Only the lines from the one containing "For the benchmark, mark every instance of the dirt" through the end of the material are to be echoed, each exactly as it appears.

******************************

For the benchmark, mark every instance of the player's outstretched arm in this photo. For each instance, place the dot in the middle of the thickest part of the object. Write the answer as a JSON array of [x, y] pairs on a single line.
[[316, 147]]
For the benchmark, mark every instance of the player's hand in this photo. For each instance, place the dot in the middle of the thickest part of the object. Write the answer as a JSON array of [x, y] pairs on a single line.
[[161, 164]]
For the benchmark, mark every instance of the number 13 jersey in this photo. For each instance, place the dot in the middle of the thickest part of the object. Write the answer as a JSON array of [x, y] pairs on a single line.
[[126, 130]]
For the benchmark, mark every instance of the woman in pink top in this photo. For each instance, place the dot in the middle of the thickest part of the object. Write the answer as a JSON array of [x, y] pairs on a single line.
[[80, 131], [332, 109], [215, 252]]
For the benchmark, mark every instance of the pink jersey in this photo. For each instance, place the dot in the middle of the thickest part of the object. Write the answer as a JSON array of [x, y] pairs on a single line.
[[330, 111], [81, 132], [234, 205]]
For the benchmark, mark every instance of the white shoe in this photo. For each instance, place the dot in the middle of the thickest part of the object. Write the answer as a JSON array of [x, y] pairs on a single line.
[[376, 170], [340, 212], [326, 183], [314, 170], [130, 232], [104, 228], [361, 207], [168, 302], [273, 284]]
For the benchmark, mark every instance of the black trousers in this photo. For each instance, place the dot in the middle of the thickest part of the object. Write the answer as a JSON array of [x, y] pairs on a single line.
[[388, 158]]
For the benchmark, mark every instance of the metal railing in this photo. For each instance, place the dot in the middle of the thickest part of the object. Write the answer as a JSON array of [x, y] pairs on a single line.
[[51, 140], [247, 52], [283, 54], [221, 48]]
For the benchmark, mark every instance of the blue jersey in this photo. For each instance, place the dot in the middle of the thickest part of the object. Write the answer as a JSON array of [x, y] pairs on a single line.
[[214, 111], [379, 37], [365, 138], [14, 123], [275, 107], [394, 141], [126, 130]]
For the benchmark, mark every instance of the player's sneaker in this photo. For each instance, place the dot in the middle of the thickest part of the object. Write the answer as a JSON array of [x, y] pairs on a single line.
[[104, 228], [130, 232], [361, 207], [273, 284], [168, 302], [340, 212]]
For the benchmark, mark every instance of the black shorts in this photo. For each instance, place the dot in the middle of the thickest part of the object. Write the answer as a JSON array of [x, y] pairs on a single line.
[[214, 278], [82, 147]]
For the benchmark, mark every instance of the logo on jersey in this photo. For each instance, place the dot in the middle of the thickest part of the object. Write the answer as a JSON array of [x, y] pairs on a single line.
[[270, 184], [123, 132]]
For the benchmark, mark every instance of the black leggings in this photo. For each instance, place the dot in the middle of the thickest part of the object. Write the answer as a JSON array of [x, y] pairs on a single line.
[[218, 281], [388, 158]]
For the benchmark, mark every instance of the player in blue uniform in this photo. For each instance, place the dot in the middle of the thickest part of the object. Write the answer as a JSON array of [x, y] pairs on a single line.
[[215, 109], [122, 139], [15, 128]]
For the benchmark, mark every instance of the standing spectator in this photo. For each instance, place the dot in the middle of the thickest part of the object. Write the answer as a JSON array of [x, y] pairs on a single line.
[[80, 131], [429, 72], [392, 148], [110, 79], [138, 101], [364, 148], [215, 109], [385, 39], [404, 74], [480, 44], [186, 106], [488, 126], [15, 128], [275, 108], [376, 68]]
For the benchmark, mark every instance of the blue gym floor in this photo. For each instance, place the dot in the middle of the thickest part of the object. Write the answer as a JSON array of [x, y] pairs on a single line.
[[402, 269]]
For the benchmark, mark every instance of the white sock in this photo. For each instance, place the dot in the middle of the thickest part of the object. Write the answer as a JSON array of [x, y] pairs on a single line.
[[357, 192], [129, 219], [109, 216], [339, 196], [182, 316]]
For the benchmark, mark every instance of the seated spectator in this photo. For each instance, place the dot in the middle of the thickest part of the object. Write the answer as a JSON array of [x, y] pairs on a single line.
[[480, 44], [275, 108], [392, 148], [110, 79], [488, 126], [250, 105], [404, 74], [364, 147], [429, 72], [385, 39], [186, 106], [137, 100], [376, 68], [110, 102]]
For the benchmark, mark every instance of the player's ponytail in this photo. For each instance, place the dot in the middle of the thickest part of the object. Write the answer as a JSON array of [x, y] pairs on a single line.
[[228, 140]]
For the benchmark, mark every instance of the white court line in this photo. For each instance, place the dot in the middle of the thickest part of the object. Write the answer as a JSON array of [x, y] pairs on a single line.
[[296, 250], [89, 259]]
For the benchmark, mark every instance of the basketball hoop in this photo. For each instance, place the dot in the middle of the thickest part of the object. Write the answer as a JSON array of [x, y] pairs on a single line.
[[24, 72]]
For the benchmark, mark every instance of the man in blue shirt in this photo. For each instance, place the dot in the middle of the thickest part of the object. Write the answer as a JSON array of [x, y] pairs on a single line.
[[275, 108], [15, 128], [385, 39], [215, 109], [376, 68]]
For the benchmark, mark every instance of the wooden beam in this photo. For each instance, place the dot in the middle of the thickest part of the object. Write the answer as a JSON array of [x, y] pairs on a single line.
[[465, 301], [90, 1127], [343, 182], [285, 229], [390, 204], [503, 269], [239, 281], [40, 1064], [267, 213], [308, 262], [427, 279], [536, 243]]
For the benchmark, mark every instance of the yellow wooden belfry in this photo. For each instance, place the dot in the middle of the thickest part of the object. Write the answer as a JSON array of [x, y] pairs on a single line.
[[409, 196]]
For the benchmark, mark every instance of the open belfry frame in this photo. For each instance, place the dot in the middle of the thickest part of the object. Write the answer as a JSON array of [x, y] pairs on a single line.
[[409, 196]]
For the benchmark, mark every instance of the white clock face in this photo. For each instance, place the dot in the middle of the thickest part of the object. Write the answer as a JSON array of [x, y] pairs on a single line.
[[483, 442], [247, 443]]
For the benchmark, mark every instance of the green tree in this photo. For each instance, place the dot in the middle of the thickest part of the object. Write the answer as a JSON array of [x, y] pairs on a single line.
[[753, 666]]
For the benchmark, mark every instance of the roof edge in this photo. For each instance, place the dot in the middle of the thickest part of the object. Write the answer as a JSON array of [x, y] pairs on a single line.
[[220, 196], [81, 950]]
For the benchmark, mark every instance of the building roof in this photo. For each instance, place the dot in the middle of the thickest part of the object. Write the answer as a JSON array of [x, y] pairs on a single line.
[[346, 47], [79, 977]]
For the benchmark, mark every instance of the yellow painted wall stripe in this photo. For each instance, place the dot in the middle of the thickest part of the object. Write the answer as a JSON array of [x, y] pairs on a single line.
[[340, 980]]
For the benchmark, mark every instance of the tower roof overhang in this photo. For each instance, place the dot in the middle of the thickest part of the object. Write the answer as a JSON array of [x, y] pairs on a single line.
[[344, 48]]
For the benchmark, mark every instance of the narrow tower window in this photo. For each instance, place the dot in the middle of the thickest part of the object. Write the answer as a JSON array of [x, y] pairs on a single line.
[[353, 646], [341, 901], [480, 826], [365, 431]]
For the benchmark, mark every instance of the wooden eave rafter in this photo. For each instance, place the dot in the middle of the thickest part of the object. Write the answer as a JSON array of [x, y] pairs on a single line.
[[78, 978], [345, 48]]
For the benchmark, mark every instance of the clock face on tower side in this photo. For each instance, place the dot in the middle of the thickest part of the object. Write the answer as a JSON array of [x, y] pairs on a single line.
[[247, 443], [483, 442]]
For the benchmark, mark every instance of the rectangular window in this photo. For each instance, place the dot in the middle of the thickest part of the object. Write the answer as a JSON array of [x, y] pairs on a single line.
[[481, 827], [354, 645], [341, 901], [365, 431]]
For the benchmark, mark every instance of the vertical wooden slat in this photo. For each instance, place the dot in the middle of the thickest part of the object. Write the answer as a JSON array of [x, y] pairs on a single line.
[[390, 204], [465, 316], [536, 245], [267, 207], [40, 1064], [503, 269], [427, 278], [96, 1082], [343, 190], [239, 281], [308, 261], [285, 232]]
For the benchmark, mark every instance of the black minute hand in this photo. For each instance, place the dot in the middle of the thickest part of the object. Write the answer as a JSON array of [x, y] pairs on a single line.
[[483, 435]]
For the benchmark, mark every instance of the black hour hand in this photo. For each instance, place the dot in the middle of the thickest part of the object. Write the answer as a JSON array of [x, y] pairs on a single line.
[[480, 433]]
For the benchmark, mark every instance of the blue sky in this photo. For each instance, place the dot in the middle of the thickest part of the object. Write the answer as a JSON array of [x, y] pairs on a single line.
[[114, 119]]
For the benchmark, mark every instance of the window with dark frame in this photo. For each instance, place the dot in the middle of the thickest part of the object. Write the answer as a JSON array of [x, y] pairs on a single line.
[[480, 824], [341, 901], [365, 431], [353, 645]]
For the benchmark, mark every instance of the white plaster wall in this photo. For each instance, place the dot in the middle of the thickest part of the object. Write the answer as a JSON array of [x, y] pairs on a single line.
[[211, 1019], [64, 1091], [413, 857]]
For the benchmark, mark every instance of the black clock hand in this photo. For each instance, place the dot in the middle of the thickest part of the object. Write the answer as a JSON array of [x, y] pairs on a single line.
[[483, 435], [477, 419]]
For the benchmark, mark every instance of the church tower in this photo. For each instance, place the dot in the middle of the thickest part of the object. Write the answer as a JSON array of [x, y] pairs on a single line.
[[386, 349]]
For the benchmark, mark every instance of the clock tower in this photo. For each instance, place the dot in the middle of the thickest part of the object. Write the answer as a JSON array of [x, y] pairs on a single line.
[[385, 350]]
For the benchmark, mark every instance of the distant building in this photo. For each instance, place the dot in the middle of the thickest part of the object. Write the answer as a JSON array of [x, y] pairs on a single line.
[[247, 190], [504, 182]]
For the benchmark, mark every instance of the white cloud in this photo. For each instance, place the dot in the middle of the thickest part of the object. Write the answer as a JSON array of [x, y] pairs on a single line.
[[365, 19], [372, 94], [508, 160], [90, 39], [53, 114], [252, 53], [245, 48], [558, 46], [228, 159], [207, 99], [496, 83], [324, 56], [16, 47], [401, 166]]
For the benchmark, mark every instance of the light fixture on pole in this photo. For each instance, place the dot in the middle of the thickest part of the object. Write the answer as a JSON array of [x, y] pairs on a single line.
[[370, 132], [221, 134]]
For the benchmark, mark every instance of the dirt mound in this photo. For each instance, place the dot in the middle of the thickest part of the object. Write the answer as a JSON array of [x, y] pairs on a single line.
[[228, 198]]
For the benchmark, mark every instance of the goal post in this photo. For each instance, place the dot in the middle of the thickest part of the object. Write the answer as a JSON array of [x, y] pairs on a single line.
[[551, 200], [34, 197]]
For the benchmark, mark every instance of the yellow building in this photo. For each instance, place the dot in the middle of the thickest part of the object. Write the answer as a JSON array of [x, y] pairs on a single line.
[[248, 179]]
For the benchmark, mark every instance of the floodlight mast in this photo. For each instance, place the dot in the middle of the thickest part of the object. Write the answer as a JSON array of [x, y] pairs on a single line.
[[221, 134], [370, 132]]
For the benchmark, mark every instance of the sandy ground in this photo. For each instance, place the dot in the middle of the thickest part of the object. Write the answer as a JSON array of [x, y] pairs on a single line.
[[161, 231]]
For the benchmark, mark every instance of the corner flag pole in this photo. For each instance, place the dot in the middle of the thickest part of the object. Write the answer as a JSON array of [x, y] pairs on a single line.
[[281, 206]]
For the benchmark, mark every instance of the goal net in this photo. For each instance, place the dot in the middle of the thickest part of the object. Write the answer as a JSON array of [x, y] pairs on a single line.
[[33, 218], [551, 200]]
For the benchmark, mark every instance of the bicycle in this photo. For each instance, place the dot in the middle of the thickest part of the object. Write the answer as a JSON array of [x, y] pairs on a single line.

******************************

> Response
For the benchmark, mark every instance of the dirt mound in this photo. For each instance, place the dot in the middle of the thickest part of the object. Write the answer as a JSON array of [x, y] pairs on a single line.
[[228, 198]]
For the benchmark, mark every instance of the goal post in this photo. For each instance, place the dot in the middle of the thickest part of the object. Write the answer as a JSON array of [x, y] pairs on a single line.
[[551, 200], [34, 197]]
For the benchmark, mark every instance of the yellow building in this photo. For each instance, place the dot in the middle of the thickest part of the object. Write the answer as a JSON array of [x, y] pairs on a single line.
[[248, 179]]
For the benchmark, mark every instance of the floodlight mast in this photo. For each instance, place the dot in the middle of the thickest part of the object. Write the answer as a JSON array of [x, y] pairs on a single line.
[[221, 134], [370, 132]]
For the benchmark, mark every instance of the sandy ground in this photo. For each instance, place the dot in the middle of the thickest part of the object. Write the answer as a JSON array of [x, y] pairs on a single line.
[[161, 231]]
For the benchmark, mark every instance of the corner flag pole in this photo. For each instance, place the dot in the middle of the thickest part of the object. Write the answer as a JSON array of [x, y] pairs on a single line.
[[281, 206]]
For the benchmark, mark every instance of the goal net in this photo. For each instance, place the dot in the middle of the thickest part of the object. Write the answer as a JSON array of [x, y] pairs on a single line.
[[33, 218], [551, 200]]
For the benchmark, mark every instance of the bicycle in this photo. For each instance, place the dot in the middle of the thickest part of the object. Write the answer as a JSON array of [x, y] pairs on a single line.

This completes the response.